**Available data**:
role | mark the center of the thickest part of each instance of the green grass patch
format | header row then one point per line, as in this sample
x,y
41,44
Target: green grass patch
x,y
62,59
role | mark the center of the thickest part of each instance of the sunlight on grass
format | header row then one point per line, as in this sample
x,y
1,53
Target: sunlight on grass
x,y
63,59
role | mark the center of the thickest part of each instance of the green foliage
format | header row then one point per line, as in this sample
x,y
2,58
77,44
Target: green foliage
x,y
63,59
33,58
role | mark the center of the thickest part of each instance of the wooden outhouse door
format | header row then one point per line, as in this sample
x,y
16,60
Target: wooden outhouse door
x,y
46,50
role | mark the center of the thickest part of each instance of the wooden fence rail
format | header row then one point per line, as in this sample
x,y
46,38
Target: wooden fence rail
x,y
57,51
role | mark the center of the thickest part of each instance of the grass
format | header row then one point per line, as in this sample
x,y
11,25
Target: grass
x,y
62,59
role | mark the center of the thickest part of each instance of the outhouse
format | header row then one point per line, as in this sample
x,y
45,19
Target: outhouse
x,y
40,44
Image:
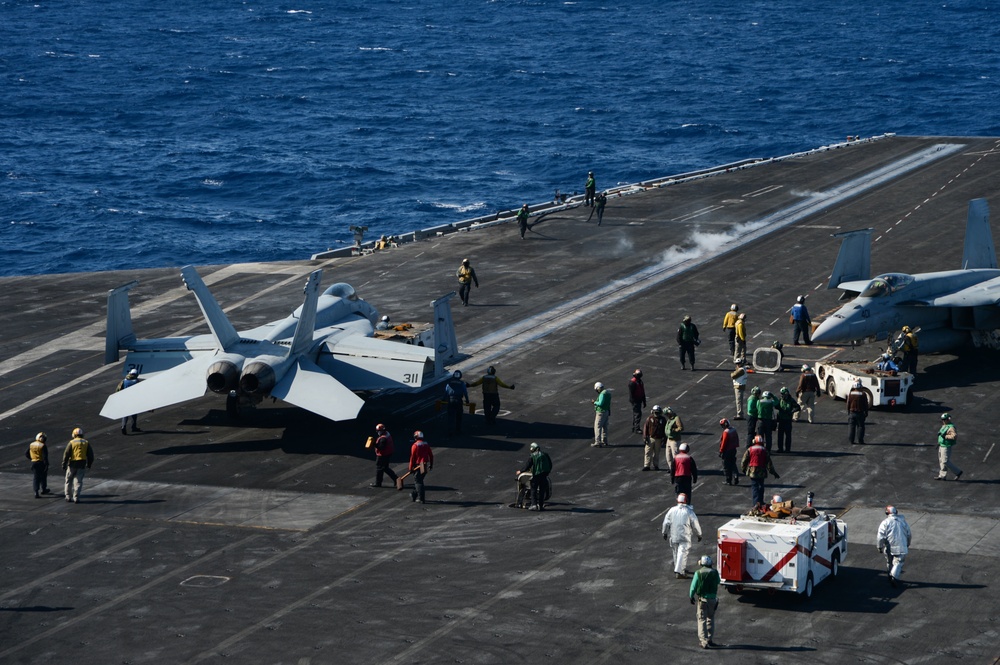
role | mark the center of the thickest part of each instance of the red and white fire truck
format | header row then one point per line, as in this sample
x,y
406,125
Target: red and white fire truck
x,y
784,553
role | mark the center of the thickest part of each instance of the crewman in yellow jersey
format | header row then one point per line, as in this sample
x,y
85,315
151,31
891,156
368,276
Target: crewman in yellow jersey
x,y
78,457
38,454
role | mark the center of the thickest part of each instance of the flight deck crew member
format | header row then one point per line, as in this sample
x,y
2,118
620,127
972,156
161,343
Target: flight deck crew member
x,y
729,327
704,593
591,189
491,395
456,394
540,466
654,434
886,364
602,414
729,444
893,540
857,411
740,355
739,377
522,220
602,201
683,472
77,458
130,380
807,391
687,339
675,428
38,454
947,436
466,277
787,408
383,455
752,402
679,525
637,398
421,462
801,323
765,417
909,349
756,464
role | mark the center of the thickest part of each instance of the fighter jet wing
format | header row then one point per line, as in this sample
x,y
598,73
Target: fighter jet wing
x,y
179,384
307,386
983,294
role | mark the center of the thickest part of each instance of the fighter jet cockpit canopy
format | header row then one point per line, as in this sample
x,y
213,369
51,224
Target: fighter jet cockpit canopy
x,y
342,290
887,284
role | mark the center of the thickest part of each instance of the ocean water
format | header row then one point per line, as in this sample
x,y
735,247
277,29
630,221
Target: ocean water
x,y
137,134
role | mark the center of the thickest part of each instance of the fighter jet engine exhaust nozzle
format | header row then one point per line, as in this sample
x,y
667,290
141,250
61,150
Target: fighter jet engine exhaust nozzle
x,y
222,377
258,379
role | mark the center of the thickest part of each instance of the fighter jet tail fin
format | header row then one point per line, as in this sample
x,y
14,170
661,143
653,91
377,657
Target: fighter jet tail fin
x,y
854,262
445,341
979,251
223,331
306,326
120,332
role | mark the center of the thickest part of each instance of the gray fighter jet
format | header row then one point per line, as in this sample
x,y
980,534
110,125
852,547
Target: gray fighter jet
x,y
317,358
950,307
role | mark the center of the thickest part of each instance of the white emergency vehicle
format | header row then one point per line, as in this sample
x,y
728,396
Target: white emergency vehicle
x,y
781,553
883,388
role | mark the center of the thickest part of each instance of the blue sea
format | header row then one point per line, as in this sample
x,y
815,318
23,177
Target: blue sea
x,y
139,134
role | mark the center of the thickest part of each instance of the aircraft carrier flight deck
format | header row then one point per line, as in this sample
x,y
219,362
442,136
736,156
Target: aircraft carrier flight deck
x,y
208,539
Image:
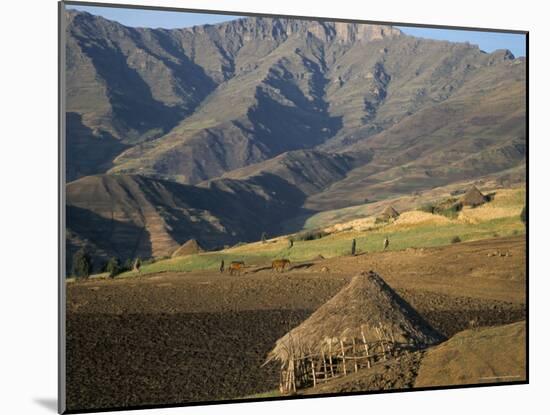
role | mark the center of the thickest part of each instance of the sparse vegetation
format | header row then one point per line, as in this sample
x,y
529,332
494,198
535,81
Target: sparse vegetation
x,y
310,235
449,208
82,264
113,267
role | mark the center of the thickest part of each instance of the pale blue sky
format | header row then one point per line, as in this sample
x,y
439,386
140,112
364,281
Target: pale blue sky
x,y
487,41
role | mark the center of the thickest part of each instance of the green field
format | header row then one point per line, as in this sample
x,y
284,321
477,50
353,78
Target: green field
x,y
498,218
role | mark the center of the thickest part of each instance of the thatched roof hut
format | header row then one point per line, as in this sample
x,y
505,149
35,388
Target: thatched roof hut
x,y
188,248
388,213
363,309
473,197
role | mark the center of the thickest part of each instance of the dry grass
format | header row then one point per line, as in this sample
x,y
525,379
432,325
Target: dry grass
x,y
414,218
485,355
507,203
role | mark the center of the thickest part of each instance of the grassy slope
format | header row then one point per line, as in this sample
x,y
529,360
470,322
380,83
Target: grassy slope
x,y
495,219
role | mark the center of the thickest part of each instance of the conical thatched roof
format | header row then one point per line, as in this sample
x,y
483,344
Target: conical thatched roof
x,y
365,304
188,248
389,213
473,197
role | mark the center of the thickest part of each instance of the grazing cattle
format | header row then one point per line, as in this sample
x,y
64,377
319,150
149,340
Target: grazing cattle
x,y
279,265
236,267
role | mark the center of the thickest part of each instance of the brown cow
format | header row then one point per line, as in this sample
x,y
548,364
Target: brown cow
x,y
236,266
279,265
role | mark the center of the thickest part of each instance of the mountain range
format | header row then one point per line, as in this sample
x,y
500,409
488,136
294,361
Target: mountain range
x,y
221,132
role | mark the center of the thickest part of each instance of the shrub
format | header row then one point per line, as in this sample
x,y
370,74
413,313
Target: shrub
x,y
310,235
82,264
113,267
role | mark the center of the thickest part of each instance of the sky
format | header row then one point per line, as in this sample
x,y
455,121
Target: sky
x,y
487,41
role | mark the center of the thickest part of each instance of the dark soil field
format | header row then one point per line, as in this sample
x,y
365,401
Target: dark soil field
x,y
182,337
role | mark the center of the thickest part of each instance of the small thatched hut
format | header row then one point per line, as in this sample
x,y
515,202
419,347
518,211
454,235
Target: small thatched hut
x,y
388,213
188,248
473,197
364,323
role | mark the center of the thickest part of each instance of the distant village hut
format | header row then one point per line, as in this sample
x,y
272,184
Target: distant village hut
x,y
188,248
365,323
473,197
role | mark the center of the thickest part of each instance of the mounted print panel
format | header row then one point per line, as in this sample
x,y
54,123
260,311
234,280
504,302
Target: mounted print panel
x,y
275,207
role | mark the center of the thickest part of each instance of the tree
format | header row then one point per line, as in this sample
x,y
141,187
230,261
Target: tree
x,y
113,267
82,264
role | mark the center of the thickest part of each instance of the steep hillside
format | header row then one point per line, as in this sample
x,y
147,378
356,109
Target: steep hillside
x,y
192,104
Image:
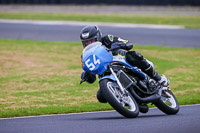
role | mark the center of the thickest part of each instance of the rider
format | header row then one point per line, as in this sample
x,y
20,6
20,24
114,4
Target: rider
x,y
90,34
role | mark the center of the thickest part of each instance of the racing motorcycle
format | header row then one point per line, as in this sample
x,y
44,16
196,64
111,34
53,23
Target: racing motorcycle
x,y
125,87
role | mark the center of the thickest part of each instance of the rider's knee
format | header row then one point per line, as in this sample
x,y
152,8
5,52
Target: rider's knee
x,y
100,97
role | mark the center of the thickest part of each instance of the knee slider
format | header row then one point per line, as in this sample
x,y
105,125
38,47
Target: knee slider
x,y
136,55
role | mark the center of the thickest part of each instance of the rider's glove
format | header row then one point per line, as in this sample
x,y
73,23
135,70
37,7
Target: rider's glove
x,y
90,78
118,45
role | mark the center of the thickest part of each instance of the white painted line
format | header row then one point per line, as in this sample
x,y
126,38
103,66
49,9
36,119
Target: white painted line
x,y
76,23
25,117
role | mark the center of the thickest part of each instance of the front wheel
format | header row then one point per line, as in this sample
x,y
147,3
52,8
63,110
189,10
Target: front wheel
x,y
168,103
125,104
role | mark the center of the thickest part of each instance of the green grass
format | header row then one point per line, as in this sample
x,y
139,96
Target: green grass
x,y
187,21
39,77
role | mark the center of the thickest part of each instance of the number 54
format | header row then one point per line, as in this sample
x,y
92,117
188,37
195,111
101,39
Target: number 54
x,y
91,65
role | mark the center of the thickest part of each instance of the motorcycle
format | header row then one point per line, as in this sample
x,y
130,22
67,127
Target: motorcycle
x,y
126,88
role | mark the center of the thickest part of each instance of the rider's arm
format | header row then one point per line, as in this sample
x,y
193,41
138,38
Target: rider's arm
x,y
90,78
108,40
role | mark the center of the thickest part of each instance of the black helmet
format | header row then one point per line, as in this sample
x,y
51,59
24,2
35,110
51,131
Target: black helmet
x,y
90,34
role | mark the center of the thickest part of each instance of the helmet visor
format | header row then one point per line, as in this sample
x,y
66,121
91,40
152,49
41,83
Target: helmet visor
x,y
88,42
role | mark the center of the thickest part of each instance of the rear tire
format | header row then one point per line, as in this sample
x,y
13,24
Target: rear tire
x,y
166,104
111,93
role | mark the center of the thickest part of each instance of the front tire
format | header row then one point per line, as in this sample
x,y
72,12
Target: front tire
x,y
168,103
125,104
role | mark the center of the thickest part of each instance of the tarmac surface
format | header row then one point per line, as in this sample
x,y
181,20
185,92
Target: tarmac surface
x,y
174,37
186,121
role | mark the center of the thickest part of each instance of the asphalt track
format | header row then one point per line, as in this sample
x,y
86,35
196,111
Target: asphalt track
x,y
186,121
188,38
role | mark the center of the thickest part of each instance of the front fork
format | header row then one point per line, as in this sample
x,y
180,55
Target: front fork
x,y
124,91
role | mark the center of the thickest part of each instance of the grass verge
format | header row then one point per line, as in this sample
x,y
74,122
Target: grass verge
x,y
39,77
186,21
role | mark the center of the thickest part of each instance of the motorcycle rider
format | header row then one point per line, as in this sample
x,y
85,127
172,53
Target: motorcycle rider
x,y
90,34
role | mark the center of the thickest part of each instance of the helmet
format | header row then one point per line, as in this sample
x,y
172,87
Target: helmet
x,y
90,34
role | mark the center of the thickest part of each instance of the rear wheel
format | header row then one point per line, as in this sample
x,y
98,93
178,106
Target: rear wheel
x,y
125,104
168,103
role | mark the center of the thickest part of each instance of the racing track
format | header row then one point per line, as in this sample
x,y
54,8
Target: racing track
x,y
186,121
189,38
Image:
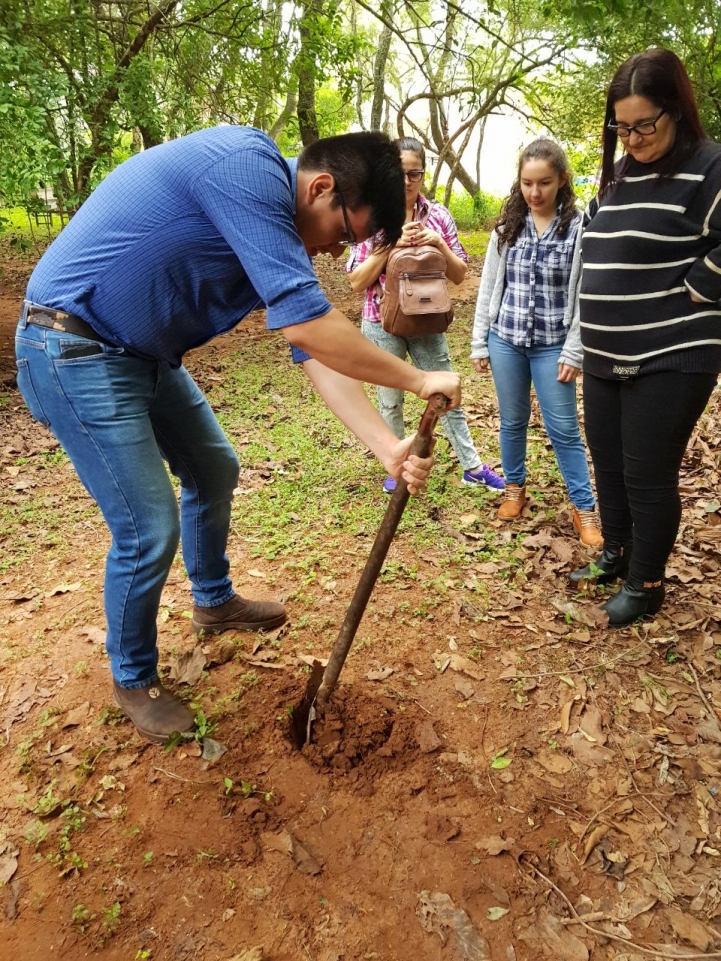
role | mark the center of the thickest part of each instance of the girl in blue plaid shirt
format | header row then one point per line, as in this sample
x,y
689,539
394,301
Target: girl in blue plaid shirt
x,y
527,326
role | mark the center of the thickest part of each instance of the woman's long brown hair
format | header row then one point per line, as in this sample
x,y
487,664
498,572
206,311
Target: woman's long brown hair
x,y
512,218
659,76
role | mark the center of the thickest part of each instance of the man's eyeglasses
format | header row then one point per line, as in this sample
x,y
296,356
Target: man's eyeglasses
x,y
643,129
349,238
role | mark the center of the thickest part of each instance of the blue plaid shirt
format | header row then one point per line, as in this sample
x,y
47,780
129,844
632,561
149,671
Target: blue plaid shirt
x,y
538,271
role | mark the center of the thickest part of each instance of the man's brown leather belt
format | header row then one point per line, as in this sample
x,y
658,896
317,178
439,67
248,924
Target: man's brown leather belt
x,y
59,320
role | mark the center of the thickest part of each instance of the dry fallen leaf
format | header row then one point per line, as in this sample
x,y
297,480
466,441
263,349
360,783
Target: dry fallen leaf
x,y
689,929
250,954
287,844
379,675
187,667
495,844
438,914
64,589
77,715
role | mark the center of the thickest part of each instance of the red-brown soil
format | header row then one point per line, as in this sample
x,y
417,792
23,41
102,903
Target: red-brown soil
x,y
350,849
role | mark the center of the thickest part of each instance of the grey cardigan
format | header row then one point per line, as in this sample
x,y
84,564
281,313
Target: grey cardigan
x,y
490,294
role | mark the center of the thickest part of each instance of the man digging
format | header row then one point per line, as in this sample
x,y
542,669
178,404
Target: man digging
x,y
175,246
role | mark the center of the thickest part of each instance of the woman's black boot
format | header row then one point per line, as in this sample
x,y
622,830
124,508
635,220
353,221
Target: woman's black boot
x,y
609,565
634,599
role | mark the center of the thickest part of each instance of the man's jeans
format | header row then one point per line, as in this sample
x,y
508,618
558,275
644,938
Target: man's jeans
x,y
118,418
513,369
427,353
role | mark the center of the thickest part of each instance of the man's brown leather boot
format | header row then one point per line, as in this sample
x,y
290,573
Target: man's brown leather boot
x,y
514,497
154,711
238,614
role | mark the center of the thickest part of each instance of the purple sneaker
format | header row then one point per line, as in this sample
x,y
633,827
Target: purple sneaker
x,y
484,475
389,485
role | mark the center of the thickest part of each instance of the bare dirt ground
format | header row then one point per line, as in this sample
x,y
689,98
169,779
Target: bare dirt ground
x,y
499,775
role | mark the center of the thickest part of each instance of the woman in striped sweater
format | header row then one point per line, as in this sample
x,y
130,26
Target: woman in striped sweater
x,y
650,316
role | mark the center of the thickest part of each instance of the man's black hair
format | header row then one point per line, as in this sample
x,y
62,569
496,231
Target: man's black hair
x,y
367,169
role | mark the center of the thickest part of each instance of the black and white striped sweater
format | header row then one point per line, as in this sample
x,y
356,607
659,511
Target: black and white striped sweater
x,y
645,246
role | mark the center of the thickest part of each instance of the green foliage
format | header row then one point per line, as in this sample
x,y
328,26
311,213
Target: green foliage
x,y
477,212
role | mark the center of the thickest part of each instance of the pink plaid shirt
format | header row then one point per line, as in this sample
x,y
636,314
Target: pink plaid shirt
x,y
439,219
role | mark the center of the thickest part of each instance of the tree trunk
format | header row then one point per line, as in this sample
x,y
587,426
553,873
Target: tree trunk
x,y
379,76
100,116
289,108
306,70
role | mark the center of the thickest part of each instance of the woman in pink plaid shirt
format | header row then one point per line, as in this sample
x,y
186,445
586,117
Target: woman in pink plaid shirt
x,y
366,269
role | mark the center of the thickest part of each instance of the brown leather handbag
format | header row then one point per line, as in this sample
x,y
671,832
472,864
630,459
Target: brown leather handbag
x,y
415,301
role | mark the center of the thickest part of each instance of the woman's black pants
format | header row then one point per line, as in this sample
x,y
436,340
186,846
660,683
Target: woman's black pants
x,y
637,431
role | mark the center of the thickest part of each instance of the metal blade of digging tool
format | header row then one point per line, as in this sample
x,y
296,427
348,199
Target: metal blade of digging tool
x,y
321,686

**Problem**: Pull out every line from the one with "the woman in pink plaid shirt" to the end of the listing, and output only those.

**In response**:
role | mark the center of the thickest part of each instance of the woman in pink plaid shirt
format | header row then one point per line, as in this sample
x,y
186,445
586,117
Target: woman in pink plaid shirt
x,y
366,269
role | mark the center of the thickest part of each instance of the brown leather handbag
format | header row then one point per line, as in this sample
x,y
671,832
472,864
630,459
Target: brown leather handbag
x,y
415,301
role | mark the center of the thickest part of each instance of the woman's black pants
format | header row then one point per line, as in this sample
x,y
436,340
186,846
660,683
Target: woman's black pants
x,y
637,431
role | mark the center of the thickest part of each instance of the metal blade of digging tool
format | header row then one point per line, as in this sample
x,y
296,427
348,199
Target: metal blade of digging tool
x,y
321,686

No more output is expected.